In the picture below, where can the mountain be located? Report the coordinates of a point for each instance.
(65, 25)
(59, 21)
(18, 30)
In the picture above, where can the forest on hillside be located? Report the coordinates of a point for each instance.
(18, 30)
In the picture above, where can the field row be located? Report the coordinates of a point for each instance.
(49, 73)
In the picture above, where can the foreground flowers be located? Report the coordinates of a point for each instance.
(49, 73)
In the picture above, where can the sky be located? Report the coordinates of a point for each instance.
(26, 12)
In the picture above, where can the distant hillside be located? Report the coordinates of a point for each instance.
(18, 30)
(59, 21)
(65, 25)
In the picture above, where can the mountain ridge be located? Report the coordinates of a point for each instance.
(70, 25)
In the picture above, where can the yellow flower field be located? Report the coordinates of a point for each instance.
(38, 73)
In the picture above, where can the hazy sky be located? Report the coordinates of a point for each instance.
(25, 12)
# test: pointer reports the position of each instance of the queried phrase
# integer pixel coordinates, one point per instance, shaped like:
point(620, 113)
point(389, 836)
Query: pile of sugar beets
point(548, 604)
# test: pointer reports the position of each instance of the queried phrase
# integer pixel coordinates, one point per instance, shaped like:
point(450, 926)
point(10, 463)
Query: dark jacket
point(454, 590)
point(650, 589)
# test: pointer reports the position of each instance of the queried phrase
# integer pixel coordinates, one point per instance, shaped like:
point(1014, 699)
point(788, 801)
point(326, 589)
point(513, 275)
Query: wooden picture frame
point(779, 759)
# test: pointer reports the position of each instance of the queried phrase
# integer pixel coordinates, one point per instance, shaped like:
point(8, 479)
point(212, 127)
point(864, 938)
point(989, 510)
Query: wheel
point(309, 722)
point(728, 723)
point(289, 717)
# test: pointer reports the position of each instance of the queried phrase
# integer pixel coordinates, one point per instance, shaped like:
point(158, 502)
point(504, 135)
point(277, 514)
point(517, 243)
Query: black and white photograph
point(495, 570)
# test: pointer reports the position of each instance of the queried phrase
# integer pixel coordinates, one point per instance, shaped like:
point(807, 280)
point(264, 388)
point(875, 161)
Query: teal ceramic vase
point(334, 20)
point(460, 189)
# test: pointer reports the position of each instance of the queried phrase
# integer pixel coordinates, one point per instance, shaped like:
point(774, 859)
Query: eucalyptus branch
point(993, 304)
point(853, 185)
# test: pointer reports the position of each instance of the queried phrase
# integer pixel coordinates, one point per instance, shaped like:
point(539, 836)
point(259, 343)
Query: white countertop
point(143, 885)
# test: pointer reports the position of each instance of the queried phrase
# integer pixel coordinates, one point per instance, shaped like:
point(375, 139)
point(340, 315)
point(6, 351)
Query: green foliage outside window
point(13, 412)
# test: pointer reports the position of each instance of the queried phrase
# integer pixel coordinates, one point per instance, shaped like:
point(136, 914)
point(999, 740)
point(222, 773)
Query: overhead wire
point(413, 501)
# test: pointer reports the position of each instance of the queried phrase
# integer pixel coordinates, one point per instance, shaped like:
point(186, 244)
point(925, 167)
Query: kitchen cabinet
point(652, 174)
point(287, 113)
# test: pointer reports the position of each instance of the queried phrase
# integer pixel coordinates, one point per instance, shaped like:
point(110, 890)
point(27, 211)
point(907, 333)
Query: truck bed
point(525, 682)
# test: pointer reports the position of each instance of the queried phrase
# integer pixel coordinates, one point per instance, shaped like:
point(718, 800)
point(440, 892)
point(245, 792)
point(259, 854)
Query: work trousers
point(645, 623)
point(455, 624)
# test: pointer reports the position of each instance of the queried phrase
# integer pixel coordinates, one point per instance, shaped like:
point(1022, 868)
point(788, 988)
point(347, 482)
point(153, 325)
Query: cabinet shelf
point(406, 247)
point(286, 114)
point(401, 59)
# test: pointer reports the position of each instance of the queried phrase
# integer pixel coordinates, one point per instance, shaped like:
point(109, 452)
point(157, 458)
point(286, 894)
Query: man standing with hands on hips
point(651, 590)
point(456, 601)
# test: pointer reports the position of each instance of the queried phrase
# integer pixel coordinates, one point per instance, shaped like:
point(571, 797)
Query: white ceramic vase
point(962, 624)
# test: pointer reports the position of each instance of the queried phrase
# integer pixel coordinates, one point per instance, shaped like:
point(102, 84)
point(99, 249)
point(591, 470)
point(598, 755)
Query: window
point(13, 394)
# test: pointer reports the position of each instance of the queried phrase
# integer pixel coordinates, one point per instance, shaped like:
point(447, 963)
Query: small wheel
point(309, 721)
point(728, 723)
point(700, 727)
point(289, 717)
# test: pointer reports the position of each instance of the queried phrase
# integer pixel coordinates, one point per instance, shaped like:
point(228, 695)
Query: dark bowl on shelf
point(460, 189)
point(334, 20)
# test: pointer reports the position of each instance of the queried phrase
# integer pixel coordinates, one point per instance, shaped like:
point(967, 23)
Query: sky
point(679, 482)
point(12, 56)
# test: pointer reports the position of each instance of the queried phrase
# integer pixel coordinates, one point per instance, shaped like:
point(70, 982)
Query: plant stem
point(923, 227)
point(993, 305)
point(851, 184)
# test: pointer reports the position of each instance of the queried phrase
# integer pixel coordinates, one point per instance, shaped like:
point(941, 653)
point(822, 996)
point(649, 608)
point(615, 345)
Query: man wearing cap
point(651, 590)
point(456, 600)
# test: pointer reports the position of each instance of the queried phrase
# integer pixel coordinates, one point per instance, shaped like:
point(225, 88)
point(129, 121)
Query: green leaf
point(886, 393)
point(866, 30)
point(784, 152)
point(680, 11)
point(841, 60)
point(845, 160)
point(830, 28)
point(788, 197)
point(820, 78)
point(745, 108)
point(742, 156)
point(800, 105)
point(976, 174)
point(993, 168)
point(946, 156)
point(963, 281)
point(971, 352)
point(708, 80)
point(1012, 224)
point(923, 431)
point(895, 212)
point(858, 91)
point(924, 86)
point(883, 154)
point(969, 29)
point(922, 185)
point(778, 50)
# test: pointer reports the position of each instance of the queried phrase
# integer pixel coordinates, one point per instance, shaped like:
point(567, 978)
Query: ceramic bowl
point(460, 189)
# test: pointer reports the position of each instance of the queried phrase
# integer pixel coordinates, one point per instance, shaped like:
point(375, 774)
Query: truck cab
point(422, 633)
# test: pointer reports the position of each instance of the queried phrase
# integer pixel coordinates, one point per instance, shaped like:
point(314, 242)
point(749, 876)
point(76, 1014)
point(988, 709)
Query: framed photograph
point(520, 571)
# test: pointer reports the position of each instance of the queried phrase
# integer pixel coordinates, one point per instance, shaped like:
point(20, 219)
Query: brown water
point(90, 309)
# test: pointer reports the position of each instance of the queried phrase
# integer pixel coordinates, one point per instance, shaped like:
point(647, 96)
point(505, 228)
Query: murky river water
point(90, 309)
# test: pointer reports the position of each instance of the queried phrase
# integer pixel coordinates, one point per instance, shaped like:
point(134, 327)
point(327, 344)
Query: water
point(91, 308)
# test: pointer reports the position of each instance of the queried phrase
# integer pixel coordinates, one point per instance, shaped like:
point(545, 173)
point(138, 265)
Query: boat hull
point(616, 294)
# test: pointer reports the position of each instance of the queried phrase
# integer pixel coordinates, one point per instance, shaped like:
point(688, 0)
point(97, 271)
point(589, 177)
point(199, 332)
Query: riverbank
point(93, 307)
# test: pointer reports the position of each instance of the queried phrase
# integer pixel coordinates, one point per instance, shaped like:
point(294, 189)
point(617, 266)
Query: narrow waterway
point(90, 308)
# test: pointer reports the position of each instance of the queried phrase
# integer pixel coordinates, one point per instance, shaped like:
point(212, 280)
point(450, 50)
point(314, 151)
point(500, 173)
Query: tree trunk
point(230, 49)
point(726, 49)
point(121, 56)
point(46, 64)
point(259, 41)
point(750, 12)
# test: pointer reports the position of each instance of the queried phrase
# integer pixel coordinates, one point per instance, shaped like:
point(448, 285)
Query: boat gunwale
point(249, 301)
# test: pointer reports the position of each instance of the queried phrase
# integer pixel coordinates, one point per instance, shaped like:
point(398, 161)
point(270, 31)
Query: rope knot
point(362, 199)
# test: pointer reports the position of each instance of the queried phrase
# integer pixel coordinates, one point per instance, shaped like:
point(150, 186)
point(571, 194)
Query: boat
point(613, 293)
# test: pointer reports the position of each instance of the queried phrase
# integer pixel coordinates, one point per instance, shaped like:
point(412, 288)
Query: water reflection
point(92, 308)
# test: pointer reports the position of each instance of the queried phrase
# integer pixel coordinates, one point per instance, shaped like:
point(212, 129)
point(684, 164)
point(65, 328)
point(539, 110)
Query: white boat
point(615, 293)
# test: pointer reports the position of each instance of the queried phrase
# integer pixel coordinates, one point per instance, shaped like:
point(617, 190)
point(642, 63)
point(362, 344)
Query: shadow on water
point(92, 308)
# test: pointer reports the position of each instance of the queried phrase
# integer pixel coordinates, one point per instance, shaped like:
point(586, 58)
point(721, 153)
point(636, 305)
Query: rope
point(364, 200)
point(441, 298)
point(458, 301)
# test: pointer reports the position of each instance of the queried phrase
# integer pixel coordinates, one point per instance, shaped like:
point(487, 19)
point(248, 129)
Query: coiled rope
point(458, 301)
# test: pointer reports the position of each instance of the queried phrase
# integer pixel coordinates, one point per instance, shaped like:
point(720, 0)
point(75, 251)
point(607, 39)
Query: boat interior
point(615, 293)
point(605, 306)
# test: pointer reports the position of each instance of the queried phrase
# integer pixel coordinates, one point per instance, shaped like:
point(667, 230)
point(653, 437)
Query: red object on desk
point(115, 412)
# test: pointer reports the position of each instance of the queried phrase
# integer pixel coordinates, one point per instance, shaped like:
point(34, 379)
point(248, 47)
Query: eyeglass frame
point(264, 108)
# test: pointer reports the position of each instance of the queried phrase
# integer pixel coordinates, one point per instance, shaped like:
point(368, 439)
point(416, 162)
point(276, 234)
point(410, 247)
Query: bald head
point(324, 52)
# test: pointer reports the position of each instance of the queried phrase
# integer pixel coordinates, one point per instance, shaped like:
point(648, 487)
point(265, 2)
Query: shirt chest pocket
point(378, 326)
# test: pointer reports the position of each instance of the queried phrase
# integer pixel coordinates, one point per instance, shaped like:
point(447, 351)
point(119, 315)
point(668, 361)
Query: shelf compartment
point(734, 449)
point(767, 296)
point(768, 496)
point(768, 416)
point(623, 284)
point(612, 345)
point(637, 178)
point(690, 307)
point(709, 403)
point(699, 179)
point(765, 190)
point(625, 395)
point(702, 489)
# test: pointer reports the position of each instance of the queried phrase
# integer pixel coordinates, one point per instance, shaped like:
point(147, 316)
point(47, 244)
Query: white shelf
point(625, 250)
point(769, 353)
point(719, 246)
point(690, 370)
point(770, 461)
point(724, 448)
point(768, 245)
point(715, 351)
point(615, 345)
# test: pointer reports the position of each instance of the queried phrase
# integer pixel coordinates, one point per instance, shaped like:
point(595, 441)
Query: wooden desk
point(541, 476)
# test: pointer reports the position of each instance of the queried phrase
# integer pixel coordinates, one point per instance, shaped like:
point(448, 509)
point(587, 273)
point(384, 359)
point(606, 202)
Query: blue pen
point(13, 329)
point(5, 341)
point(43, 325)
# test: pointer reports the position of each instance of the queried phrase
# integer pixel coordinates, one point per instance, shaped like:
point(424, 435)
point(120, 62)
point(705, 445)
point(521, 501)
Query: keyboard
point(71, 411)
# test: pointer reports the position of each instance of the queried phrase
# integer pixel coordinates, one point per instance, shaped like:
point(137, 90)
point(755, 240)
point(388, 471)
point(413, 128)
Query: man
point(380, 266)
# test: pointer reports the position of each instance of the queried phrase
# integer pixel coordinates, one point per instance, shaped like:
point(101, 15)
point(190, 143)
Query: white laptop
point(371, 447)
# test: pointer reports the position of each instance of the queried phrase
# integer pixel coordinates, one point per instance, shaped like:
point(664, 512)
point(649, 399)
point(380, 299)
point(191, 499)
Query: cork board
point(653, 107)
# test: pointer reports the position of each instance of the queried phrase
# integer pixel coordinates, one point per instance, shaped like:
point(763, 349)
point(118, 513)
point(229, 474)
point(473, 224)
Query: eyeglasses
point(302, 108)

*-*-*

Please rewrite the records starting at the line containing "In the picture above, where can the foreground" and ending at the line containing "point(548, 604)", requests included, raising every coordinate in the answers by 140 and leaving the requests and their format samples unchanged.

In the picture above, where can the foreground flowers be located? Report the coordinates of a point for each instance.
(189, 213)
In the picture above, where can the sky be located? Report the coordinates of a point for each instance.
(166, 152)
In the picture above, where can the distant hillside be located? Report the coordinates of a point for each instance.
(158, 170)
(199, 161)
(205, 165)
In the picture above, where can the mountain ridge be located? Report the coordinates of a point for each instance.
(210, 165)
In the picture above, where can the yellow flower field be located? Report the coordinates of a point for each instance.
(178, 213)
In the picture above, where can the hazy sky be located? Report the coordinates of a point for each instance.
(165, 152)
# test: pointer reports the position of each instance of the queried phrase
# integer pixel coordinates, one point per instance, shaped like:
point(620, 113)
point(389, 836)
Query: pile of sugar beets
point(688, 744)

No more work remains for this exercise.